Ejercicios propuestos
1) En el texto sobre la atención en euskera, ¿cuánto tiempo se pasa escuchando una voz grabada antes de oír un mensaje diferente?
2) Reproduce el pasaje del texto sobre la atención en euskera que va de "Mi cerebro automáticamente" a "reducirán todavía más.".

Fragmento del texto
Después de estar casi 20 minutos escuchando al otro lado del teléfono una voz grabada que me dice que todos los operarios están ocupados, pero que no me retire, por fin oigo un mensaje diferente: “Si quiere que su llamada sea atendida en euskera pulse o diga UNO, si no, manténgase a la espera”.

Mi cerebro automáticamente procesa toda esta información en cuestión de milisengundos: si he llamado al centro de salud porque tengo un problema y necesito que un médico me vea hoy mismo y a mi llamada le ha costado 20 minutos llegar a este punto, si ahora encima pido que que me atiendan en euskera, mis posibilidades de hablar con un ser humano se reducirán todavía más.

O lo que es peor, puede que me digan que en este momento no pueden atender mi llamada y que llame pasados unos minutos, con lo que tendría que empezar de nuevo todo el proceso y es muy posible que entre tanto todas las citas que tiene el médico reservadas para repartir hoy a las ocho de la mañana vuelen. Así que renuncio muy a mi pesar a la opción de hablar en euskera, por pura lógica.

Esto me ha pasado millones de veces al intentar ponerme en contacto con deferentes servicios públicos y privados, por eso cuando oí que las técnicas del Observatorio de Derechos Lingüísticos del euskera decían que sabían que “muchos ciudadanos han tenido el reparo de solicitar sus servicios en euskera por miedo a retrasos” me sentí totalmente identificada. Y lo peor es que además después se basarán en datos “reales” para justificar que no es necesario poner personas bilingües en ese servicio porque muy poca gente solicita ser atendida en euskera. Un círculo vicioso que sólo se podrá romper con sentido común y respeto a la ciudadanía.

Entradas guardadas

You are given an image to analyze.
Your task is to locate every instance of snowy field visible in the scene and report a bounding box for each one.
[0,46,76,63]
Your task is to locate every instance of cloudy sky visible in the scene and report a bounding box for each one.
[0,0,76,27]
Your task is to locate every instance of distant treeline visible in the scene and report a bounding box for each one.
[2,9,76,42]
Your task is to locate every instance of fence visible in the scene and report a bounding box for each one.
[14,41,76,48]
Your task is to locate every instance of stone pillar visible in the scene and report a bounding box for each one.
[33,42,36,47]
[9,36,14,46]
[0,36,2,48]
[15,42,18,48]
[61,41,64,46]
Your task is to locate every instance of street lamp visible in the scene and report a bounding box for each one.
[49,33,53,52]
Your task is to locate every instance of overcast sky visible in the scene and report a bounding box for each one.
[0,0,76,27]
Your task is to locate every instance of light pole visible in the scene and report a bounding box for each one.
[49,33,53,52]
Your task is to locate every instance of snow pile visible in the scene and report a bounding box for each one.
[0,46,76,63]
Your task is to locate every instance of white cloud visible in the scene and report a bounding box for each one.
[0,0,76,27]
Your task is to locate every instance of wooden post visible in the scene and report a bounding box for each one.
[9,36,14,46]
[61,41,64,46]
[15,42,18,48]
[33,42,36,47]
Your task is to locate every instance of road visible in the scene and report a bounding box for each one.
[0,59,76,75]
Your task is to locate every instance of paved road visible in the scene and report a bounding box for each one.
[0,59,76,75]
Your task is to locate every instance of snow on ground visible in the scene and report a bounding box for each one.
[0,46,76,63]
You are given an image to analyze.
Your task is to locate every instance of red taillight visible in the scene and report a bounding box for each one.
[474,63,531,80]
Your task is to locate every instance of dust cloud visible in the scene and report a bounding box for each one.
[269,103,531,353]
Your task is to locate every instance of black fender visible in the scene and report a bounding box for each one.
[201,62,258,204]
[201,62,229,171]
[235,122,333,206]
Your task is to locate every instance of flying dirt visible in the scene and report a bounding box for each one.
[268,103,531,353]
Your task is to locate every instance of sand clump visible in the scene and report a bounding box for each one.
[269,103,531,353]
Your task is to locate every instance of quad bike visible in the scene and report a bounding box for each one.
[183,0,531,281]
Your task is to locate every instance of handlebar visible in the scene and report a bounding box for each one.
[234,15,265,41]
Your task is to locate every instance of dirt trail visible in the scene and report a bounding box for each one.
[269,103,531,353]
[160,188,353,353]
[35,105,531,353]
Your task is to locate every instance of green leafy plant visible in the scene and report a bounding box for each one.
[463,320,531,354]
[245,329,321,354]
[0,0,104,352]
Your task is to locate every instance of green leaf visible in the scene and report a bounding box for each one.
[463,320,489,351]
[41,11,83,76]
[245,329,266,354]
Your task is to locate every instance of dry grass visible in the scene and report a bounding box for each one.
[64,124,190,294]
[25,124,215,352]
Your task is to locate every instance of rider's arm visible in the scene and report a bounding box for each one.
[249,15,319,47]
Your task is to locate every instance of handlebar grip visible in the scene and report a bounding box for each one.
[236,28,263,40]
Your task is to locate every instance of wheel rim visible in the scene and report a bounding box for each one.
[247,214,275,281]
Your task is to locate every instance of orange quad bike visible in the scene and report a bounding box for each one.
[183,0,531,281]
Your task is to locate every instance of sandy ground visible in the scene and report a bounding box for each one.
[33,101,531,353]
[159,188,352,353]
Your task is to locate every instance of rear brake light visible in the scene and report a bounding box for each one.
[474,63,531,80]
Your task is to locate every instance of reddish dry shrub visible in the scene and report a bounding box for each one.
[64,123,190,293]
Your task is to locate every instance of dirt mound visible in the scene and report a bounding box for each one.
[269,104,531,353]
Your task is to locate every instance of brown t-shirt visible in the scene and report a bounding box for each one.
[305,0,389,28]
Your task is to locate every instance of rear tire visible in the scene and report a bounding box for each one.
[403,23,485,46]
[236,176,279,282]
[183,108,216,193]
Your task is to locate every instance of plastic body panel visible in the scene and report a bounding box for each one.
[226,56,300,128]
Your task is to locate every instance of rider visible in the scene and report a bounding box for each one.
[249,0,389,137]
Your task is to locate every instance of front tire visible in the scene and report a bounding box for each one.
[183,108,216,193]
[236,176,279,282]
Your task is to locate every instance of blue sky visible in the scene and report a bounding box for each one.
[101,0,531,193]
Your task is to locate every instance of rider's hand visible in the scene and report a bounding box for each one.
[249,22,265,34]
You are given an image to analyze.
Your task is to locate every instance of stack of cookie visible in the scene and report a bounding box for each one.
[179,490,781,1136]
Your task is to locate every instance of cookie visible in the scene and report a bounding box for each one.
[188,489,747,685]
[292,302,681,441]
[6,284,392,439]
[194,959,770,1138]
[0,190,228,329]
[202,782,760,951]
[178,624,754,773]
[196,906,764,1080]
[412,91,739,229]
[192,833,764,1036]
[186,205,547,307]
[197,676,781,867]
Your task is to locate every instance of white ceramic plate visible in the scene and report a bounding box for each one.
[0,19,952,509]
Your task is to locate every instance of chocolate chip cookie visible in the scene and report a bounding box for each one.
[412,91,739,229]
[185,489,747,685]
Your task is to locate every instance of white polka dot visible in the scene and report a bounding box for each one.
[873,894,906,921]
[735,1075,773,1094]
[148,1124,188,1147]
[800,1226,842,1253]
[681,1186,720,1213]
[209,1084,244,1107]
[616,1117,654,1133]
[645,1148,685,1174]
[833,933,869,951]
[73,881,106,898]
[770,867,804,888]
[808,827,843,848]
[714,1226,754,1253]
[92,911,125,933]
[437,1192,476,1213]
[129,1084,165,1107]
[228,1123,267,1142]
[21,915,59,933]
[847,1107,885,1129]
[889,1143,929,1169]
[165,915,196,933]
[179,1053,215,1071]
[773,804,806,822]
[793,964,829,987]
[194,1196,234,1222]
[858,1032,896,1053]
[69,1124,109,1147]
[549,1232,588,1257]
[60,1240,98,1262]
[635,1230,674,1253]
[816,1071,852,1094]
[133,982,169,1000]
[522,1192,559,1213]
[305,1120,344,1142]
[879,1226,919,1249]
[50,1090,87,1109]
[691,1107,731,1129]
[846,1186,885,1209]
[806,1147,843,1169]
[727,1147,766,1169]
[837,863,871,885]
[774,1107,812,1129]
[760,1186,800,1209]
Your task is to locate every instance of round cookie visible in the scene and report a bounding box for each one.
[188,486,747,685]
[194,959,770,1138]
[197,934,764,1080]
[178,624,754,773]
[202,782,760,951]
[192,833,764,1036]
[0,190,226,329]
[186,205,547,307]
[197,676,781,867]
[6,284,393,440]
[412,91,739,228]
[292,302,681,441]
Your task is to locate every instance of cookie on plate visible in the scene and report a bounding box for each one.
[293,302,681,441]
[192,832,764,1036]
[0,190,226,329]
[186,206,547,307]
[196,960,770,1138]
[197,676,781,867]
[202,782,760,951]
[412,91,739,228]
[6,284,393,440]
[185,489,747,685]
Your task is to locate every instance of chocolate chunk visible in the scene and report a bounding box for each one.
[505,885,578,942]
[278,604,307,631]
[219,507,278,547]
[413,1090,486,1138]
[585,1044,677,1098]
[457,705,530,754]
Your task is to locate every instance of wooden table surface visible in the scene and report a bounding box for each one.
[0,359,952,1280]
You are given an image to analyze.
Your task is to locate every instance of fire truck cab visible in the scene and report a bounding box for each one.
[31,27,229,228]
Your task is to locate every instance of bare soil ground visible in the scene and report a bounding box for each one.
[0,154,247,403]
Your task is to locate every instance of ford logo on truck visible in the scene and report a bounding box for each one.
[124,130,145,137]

Respuestas
1) Casi 20 minutos.

2)
Mi cerebro automáticamente procesa toda esta información en cuestión de milisengundos: si he llamado al centro de salud porque tengo un problema y necesito que un médico me vea hoy mismo y a mi llamada le ha costado 20 minutos llegar a este punto, si ahora encima pido que que me atiendan en euskera, mis posibilidades de hablar con un ser humano se reducirán todavía más.